◆ **Your task**: Your response should be every line of the data, written out exactly.

◆ **Available data**:
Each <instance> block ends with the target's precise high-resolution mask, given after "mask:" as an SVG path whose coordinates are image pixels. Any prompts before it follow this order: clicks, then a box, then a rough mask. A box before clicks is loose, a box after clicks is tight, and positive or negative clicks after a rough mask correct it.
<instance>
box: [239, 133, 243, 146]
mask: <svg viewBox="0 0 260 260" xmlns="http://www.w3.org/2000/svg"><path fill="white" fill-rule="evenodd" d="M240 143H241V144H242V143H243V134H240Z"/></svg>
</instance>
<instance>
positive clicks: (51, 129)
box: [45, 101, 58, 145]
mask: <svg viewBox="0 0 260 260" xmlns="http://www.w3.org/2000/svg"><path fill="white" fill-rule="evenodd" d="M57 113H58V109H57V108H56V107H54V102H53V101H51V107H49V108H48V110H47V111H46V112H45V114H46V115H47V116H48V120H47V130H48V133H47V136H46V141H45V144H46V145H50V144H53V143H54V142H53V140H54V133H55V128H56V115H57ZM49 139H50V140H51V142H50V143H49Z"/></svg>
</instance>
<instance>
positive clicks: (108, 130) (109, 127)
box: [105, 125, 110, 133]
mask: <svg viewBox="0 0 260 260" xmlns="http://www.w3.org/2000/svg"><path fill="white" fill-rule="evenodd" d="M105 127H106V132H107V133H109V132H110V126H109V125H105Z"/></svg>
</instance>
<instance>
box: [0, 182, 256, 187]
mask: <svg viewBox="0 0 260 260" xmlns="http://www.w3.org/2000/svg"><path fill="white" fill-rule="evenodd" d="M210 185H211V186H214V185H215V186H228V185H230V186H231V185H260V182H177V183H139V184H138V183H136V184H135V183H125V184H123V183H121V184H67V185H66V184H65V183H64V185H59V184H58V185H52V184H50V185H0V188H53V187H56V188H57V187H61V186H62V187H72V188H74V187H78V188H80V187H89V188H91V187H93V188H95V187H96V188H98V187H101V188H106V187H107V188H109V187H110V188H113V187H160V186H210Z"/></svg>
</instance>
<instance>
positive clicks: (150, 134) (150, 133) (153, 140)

◆ **Task response**:
Each <instance> block ends with the target's precise high-resolution mask, given after "mask:" as an SVG path whose coordinates are image pixels. Any prompts before it follow this order: clicks, then a box, then a rough mask. A box before clicks is loose, a box after clicks is tight, and positive or negative clicks after a rough mask correct it.
<instance>
box: [239, 133, 243, 146]
mask: <svg viewBox="0 0 260 260" xmlns="http://www.w3.org/2000/svg"><path fill="white" fill-rule="evenodd" d="M240 143H241V144H242V143H243V134H240Z"/></svg>
</instance>
<instance>
positive clicks: (51, 129)
box: [45, 101, 58, 145]
mask: <svg viewBox="0 0 260 260" xmlns="http://www.w3.org/2000/svg"><path fill="white" fill-rule="evenodd" d="M57 113H58V109H57V108H56V107H54V102H53V101H51V107H49V108H48V110H47V111H46V112H45V114H46V115H47V116H48V120H47V130H48V133H47V136H46V141H45V144H46V145H50V144H53V143H54V142H53V140H54V133H55V128H56V115H57ZM49 139H50V140H51V142H50V143H49Z"/></svg>
</instance>
<instance>
positive clicks: (108, 130) (109, 127)
box: [105, 125, 110, 133]
mask: <svg viewBox="0 0 260 260" xmlns="http://www.w3.org/2000/svg"><path fill="white" fill-rule="evenodd" d="M105 127H106V132H107V133H109V132H110V126H109V125H105Z"/></svg>
</instance>
<instance>
box: [0, 182, 256, 187]
mask: <svg viewBox="0 0 260 260" xmlns="http://www.w3.org/2000/svg"><path fill="white" fill-rule="evenodd" d="M210 185H211V186H214V185H215V186H228V185H230V186H231V185H260V182H177V183H139V184H138V183H136V184H135V183H125V184H123V183H121V184H67V185H66V184H65V183H64V185H59V184H58V185H52V184H50V185H0V188H53V187H56V188H57V187H61V186H62V187H72V188H74V187H78V188H80V187H89V188H91V187H93V188H95V187H96V188H98V187H101V188H106V187H107V188H109V187H110V188H113V187H160V186H210Z"/></svg>
</instance>
<instance>
positive clicks: (150, 134) (150, 133) (153, 140)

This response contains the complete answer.